[AIM OF THE TASK] Rewrite the part of the listing that opens with the line containing "Where can the engine" and closes with the line containing "<point>752,347</point>", putting "airplane wing" wherever "aircraft wing" appears and keeping everything else the same.

Dataset records:
....
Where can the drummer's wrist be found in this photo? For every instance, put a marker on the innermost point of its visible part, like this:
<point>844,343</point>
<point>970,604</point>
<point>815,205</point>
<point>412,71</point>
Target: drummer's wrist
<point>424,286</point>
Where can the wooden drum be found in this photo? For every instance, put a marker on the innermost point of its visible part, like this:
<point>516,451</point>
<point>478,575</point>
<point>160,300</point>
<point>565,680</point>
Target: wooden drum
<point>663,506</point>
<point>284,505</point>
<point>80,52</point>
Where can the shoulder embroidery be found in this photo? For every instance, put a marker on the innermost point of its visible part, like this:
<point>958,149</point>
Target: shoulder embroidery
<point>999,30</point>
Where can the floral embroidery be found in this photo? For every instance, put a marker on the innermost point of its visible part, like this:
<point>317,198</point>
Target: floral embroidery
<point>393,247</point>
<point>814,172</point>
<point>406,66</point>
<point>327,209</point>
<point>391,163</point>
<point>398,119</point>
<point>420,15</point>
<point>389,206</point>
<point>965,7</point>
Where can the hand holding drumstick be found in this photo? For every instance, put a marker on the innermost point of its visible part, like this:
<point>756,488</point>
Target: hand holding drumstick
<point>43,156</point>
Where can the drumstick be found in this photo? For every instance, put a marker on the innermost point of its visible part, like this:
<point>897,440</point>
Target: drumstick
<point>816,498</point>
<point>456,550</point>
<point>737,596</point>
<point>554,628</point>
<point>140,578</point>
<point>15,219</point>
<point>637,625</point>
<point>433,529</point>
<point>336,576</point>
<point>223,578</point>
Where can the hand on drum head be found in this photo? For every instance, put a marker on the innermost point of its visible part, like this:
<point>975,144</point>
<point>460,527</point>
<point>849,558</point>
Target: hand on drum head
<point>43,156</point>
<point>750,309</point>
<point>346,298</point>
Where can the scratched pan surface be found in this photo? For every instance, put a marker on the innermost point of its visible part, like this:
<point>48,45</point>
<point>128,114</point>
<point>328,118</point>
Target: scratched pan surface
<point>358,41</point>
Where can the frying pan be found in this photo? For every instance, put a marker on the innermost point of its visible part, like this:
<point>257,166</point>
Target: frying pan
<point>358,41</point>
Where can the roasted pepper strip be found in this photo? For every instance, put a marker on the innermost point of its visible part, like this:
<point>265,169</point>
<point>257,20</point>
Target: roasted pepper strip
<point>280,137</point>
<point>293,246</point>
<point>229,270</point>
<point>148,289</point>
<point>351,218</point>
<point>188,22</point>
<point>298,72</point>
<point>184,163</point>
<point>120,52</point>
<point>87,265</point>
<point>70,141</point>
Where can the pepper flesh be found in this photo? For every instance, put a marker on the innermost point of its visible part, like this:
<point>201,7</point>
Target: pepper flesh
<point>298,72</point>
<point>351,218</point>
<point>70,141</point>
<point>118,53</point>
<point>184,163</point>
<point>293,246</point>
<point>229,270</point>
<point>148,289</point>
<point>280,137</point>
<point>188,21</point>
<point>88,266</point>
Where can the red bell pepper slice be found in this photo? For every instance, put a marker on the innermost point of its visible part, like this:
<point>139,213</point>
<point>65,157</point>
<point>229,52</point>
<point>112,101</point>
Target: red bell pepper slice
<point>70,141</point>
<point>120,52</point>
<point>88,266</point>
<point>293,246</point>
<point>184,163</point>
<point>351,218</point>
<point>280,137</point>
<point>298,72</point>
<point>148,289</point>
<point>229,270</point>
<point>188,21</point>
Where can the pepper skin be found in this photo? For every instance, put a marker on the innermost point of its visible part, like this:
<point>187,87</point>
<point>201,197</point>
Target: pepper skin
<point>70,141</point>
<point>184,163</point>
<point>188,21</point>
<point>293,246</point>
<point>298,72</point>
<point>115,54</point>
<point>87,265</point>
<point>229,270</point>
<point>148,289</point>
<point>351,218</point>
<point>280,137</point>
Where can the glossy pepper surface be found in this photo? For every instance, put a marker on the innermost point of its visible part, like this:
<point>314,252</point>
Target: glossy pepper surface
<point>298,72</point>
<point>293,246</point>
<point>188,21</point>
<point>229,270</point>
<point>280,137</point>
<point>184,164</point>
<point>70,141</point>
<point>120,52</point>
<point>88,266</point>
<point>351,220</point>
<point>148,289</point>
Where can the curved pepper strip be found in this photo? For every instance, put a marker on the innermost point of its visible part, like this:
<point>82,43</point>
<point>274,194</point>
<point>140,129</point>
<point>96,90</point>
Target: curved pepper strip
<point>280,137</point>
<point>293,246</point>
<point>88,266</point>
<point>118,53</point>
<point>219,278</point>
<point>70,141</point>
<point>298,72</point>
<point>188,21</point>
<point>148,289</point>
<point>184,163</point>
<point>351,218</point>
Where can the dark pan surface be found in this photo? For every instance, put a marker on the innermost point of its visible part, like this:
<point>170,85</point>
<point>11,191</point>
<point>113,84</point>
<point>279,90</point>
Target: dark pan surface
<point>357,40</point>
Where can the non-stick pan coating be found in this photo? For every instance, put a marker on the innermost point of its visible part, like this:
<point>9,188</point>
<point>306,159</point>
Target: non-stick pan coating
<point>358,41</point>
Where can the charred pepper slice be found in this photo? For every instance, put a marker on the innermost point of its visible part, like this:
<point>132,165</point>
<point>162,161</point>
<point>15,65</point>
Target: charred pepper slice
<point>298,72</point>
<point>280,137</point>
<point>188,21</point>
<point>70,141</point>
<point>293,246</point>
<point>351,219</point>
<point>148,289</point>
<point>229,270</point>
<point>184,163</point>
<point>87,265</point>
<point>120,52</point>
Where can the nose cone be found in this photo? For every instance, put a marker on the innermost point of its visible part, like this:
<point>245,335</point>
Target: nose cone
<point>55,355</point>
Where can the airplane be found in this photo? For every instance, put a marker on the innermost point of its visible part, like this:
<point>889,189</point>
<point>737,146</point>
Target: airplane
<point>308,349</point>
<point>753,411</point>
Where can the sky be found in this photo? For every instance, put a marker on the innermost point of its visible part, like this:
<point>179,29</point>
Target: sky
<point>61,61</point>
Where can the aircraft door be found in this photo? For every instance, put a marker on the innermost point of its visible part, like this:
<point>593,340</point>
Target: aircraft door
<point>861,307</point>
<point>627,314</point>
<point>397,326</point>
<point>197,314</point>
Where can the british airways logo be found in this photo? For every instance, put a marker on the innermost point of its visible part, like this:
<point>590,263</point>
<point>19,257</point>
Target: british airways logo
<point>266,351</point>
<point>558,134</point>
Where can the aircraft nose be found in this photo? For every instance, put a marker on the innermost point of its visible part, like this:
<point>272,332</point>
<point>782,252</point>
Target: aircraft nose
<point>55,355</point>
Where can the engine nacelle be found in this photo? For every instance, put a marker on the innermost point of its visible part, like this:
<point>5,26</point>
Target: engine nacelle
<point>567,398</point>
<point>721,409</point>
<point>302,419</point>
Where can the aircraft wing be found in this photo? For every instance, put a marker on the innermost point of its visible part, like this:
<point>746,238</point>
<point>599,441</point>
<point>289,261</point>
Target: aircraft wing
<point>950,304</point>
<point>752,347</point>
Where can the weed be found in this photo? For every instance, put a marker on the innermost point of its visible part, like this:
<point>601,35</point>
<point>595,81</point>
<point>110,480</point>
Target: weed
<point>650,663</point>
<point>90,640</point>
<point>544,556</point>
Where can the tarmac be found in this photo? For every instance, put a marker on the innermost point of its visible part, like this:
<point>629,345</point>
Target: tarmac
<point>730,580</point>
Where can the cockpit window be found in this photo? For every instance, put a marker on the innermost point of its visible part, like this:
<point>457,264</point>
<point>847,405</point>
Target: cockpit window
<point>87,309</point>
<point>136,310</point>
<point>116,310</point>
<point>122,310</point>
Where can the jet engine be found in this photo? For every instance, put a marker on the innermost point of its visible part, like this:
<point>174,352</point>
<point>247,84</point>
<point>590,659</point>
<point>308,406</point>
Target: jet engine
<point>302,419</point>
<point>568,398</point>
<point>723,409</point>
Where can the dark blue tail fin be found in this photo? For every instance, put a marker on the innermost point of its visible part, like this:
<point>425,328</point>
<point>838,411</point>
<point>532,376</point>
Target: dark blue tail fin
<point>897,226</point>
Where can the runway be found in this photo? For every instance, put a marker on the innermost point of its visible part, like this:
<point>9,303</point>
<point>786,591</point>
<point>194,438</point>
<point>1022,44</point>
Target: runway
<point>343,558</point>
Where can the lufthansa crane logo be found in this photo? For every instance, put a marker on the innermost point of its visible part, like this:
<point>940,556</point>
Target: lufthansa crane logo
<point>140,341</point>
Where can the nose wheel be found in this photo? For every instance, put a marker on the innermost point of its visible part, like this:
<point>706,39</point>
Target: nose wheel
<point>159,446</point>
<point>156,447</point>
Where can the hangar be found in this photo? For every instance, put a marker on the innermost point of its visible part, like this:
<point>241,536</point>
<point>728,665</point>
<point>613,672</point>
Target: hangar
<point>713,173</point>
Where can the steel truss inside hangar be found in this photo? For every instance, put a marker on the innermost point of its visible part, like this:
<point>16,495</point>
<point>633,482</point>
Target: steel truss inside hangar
....
[WRITTEN ANSWER]
Where can the engine nacelle be found in this photo? For every instance, put a marker on the innermost point of its visible part, like this:
<point>5,26</point>
Target: engine nacelle
<point>567,398</point>
<point>721,409</point>
<point>302,419</point>
Where can the airplane wing be found in this photo? For every instance, put a marker on the innermost point of its visible part, like this:
<point>746,238</point>
<point>599,441</point>
<point>289,261</point>
Target: airplane wing
<point>950,304</point>
<point>752,347</point>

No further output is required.